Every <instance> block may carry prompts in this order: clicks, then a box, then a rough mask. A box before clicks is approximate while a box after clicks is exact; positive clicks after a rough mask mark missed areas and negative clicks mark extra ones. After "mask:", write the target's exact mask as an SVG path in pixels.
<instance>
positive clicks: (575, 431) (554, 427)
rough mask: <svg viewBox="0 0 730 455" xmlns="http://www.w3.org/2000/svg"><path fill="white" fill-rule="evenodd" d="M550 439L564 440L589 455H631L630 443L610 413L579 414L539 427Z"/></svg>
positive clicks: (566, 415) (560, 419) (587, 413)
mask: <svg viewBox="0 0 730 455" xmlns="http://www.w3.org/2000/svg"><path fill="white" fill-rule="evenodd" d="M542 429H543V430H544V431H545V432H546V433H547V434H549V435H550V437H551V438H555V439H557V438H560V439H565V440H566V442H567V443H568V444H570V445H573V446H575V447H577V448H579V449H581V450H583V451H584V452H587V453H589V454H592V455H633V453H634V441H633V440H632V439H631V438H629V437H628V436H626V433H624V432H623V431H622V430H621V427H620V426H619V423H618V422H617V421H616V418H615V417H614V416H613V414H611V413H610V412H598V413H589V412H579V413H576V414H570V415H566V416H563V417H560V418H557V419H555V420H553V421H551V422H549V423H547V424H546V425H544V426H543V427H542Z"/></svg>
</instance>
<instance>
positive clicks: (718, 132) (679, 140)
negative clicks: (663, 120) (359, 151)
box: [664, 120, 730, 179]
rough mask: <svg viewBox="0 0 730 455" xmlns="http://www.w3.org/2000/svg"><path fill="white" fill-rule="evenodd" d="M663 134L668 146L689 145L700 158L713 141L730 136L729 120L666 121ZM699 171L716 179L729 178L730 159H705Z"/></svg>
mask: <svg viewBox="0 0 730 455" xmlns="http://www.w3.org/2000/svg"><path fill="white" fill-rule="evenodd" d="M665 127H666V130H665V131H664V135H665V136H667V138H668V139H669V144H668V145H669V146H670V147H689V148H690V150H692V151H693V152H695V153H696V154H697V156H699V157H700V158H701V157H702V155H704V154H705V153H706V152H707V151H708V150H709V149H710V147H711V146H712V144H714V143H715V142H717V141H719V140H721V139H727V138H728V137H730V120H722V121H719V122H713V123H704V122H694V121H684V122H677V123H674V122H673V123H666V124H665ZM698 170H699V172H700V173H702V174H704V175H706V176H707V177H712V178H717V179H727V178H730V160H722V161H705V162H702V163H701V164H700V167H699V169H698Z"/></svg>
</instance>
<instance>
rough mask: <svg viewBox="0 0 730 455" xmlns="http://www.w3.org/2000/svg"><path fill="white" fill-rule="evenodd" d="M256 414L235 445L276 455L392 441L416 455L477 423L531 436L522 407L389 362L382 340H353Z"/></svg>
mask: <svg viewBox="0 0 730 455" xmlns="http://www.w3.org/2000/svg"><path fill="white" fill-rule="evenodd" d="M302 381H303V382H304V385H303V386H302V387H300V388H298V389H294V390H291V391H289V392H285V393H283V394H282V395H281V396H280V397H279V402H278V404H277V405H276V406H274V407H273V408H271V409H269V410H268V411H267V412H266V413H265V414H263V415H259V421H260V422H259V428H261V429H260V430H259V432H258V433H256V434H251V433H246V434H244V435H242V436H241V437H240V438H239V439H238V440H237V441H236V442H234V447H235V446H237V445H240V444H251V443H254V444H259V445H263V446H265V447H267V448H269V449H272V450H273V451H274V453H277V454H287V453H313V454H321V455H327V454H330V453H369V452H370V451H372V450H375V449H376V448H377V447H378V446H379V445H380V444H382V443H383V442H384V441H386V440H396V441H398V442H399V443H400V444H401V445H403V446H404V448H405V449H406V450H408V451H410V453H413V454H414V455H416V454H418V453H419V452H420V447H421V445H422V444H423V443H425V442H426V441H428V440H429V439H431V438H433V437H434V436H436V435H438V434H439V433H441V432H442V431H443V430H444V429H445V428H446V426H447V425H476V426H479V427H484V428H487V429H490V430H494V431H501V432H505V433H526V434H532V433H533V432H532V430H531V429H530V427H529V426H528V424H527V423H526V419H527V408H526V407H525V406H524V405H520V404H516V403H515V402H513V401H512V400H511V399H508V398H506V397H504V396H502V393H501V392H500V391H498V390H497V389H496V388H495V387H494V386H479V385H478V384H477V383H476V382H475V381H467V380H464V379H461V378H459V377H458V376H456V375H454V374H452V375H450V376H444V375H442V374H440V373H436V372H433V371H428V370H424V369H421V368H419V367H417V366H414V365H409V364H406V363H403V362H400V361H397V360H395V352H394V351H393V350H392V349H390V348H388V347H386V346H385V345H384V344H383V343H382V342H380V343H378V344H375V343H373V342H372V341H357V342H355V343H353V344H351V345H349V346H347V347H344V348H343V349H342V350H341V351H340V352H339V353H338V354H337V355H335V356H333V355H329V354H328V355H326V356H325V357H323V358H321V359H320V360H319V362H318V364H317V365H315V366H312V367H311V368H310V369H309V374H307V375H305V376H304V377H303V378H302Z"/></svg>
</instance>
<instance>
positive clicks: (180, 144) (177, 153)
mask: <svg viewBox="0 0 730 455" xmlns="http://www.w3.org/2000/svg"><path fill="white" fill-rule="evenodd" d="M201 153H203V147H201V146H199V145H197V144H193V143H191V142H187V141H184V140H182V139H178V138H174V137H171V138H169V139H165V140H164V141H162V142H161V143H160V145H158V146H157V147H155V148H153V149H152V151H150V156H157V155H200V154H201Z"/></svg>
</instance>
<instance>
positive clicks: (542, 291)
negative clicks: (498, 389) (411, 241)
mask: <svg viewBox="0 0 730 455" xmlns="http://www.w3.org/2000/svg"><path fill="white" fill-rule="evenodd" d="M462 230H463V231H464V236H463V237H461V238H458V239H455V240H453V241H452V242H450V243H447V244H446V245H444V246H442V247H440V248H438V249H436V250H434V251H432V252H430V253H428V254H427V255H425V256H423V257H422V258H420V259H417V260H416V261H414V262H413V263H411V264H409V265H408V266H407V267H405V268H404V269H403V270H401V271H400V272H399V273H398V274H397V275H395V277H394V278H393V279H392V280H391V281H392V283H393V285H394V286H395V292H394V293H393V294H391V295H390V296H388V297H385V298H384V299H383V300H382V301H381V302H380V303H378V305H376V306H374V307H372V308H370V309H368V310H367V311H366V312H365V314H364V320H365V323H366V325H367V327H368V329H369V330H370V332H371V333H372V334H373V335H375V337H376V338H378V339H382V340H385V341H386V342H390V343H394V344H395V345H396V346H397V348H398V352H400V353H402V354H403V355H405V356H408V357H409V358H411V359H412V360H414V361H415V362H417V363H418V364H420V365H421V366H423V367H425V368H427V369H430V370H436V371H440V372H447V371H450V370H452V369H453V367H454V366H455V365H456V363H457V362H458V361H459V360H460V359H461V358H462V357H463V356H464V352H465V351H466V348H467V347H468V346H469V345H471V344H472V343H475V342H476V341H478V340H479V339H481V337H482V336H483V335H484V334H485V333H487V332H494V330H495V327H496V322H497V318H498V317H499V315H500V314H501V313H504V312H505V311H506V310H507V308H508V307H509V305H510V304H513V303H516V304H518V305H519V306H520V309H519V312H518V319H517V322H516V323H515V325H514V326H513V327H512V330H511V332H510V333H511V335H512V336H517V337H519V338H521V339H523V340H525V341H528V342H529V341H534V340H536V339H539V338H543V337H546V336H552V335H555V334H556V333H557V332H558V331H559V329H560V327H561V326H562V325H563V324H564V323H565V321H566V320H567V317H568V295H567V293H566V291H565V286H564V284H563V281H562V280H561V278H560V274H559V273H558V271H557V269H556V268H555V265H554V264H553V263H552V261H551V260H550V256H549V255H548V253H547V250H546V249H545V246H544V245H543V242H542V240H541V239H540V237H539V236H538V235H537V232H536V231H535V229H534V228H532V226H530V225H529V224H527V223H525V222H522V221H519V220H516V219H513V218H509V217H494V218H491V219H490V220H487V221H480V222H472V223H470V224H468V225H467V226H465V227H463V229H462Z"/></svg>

---+---

## ENCARGO
Reproduce sin cambios las líneas del material desde su comienzo hasta la línea que contiene "positive clicks: (575, 431) (554, 427)", ambos extremos incluidos.

## TAREA RESUELTA
Every <instance> block may carry prompts in this order: clicks, then a box, then a rough mask. A box before clicks is approximate while a box after clicks is exact; positive clicks after a rough mask mark missed areas and negative clicks mark extra ones. After "mask:", write the target's exact mask as an SVG path in pixels.
<instance>
positive clicks: (575, 431) (554, 427)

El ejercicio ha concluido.